Data section:

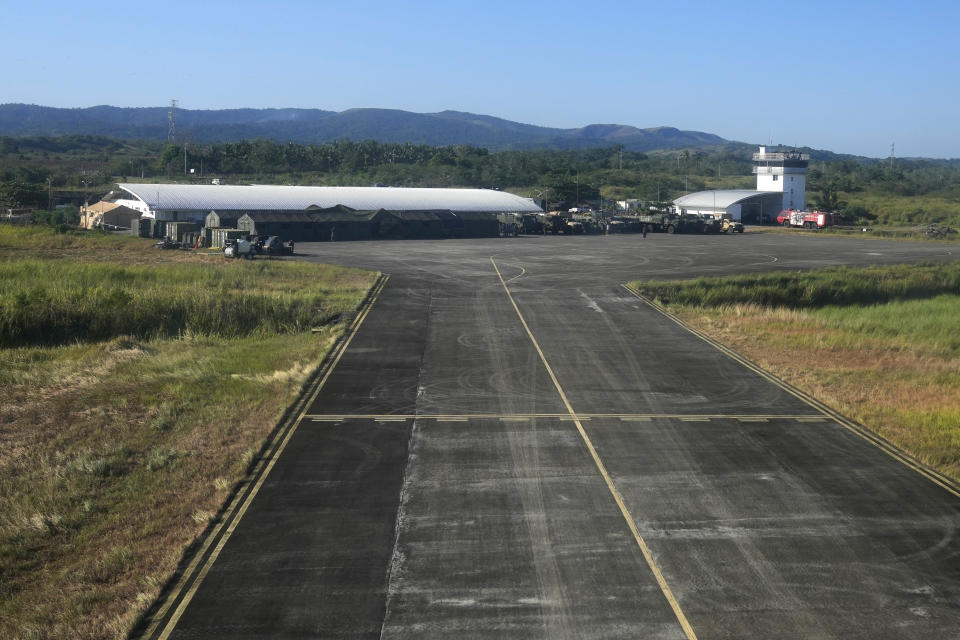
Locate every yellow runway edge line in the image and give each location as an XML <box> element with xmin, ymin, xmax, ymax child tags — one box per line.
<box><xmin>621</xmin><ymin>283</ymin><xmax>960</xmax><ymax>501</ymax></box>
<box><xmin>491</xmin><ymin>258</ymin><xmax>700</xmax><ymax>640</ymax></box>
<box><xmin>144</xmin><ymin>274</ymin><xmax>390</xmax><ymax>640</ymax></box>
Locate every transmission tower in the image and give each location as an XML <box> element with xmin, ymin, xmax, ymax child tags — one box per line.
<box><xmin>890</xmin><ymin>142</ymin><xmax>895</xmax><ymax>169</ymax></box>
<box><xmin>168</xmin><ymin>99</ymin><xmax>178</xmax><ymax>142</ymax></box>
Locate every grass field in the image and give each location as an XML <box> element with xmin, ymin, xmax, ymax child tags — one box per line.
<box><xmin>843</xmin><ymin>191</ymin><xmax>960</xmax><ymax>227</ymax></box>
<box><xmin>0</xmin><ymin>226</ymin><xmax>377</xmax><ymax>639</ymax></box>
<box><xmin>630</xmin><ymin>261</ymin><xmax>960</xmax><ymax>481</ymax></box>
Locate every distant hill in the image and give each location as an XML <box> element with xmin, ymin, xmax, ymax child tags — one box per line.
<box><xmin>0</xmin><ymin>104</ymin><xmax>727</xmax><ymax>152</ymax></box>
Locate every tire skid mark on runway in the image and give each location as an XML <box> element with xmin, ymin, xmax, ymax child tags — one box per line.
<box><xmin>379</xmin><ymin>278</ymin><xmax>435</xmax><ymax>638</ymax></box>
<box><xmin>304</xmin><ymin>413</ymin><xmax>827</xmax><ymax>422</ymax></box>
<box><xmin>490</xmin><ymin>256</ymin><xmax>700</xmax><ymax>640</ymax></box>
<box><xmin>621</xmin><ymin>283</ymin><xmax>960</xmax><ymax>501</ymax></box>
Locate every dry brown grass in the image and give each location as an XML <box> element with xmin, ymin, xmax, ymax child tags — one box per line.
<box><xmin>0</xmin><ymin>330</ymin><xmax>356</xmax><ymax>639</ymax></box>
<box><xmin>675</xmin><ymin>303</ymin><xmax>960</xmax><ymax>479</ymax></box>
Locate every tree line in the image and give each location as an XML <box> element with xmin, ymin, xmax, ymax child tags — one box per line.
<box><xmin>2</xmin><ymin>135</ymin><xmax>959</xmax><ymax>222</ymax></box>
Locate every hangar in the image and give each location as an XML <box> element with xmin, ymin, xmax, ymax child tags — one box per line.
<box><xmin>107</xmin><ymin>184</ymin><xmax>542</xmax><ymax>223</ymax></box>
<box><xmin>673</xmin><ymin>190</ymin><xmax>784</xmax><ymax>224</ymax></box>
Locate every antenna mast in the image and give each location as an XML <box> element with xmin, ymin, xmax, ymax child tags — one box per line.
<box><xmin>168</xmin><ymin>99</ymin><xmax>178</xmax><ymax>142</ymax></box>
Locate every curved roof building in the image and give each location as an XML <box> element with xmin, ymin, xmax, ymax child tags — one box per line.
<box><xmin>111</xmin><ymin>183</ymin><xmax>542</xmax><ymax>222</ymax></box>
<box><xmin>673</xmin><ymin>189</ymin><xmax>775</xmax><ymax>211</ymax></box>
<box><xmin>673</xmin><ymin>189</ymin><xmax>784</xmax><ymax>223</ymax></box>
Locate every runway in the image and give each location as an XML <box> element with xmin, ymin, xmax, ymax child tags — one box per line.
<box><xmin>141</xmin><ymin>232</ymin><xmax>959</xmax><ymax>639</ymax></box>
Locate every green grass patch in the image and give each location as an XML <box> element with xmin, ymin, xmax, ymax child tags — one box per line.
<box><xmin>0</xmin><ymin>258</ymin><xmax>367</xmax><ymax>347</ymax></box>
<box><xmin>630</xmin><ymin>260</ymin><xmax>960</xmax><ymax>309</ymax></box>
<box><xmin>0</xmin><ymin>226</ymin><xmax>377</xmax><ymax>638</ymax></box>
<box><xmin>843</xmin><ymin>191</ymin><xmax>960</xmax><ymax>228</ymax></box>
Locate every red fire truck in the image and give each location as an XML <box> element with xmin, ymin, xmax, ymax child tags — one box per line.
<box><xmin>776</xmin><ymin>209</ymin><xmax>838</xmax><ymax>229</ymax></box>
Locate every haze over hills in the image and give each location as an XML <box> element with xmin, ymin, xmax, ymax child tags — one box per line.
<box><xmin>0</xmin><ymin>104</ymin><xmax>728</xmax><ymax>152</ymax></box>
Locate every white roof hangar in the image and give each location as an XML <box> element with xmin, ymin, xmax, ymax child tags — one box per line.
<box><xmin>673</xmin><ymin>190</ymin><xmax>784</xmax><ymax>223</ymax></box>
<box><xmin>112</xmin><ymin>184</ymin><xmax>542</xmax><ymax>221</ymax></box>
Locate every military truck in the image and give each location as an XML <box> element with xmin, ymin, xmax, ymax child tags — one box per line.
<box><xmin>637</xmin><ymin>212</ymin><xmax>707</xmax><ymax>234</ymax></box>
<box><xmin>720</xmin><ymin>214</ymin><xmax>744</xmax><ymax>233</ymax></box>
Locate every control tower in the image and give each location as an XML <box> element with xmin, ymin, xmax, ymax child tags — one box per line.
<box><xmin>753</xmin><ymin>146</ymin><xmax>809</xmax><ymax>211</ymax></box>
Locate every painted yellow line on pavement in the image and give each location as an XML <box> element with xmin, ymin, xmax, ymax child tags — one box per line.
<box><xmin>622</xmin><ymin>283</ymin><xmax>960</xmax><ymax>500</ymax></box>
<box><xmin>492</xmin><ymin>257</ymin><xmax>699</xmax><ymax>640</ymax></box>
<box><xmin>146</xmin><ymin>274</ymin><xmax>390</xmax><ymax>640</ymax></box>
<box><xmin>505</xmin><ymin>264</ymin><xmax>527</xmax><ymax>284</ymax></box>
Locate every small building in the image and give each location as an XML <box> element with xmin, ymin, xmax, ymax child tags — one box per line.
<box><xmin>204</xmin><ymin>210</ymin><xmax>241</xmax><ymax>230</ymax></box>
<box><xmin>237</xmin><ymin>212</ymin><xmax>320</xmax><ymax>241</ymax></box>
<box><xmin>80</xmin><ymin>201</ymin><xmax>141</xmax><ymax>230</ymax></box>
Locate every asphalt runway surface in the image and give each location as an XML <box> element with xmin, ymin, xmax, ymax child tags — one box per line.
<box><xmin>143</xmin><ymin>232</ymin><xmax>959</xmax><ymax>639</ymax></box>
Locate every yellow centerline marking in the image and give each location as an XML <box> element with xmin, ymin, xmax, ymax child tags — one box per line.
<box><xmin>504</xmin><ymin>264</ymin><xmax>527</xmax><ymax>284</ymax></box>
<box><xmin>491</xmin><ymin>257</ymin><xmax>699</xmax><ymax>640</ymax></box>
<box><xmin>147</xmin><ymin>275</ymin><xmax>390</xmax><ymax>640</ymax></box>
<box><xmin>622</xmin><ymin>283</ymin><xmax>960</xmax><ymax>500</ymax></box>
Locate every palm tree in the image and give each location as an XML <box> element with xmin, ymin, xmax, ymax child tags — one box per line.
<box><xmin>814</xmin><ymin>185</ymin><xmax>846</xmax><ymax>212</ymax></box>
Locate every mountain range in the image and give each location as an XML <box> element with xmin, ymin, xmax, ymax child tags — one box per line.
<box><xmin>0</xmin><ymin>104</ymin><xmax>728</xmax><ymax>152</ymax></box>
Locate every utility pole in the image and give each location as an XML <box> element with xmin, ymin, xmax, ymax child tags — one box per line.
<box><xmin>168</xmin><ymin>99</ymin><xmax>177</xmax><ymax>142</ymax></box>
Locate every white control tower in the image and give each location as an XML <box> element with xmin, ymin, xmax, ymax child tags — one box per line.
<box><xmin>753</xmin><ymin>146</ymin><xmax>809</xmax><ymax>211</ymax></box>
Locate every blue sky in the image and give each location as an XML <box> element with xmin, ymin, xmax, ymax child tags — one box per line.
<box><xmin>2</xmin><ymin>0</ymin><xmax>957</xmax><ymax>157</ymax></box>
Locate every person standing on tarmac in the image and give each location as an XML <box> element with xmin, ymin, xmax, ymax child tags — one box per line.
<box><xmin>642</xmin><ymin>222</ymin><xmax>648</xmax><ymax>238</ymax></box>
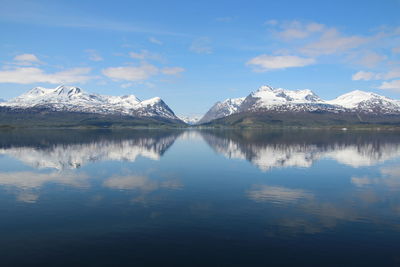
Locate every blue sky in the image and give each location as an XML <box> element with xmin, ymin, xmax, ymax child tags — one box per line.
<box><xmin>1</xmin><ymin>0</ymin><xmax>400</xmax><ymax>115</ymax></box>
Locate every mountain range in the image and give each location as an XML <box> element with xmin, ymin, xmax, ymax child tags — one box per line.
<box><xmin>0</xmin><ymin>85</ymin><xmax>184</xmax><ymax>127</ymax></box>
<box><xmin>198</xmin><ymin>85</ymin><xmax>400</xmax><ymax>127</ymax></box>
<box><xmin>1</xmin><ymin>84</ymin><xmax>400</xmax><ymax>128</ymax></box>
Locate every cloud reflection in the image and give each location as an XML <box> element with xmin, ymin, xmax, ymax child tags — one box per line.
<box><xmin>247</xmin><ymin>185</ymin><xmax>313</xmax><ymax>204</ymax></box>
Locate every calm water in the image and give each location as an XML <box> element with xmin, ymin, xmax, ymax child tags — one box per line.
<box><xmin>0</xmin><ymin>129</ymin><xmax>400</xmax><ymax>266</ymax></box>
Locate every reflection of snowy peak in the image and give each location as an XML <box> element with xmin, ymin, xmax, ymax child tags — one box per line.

Task: Print, exactly as given, the lines from the one with "Locate every cloud" through the last line of the material above, and no others.

Solution to this problem:
Locate every cloud reflection in the image and give each location as an XML <box> element with xmin, ymin, xmax, ymax child tags — one box per line.
<box><xmin>247</xmin><ymin>185</ymin><xmax>313</xmax><ymax>204</ymax></box>
Locate every calm water in the image and give each location as an XML <box> element with xmin, ymin, xmax, ymax child tags — one box per line.
<box><xmin>0</xmin><ymin>129</ymin><xmax>400</xmax><ymax>266</ymax></box>
Locate every reflection of snowy peak in the image and give each location as an XML <box> element with xmin, ymin, xmax, ymax child tags — one box per line.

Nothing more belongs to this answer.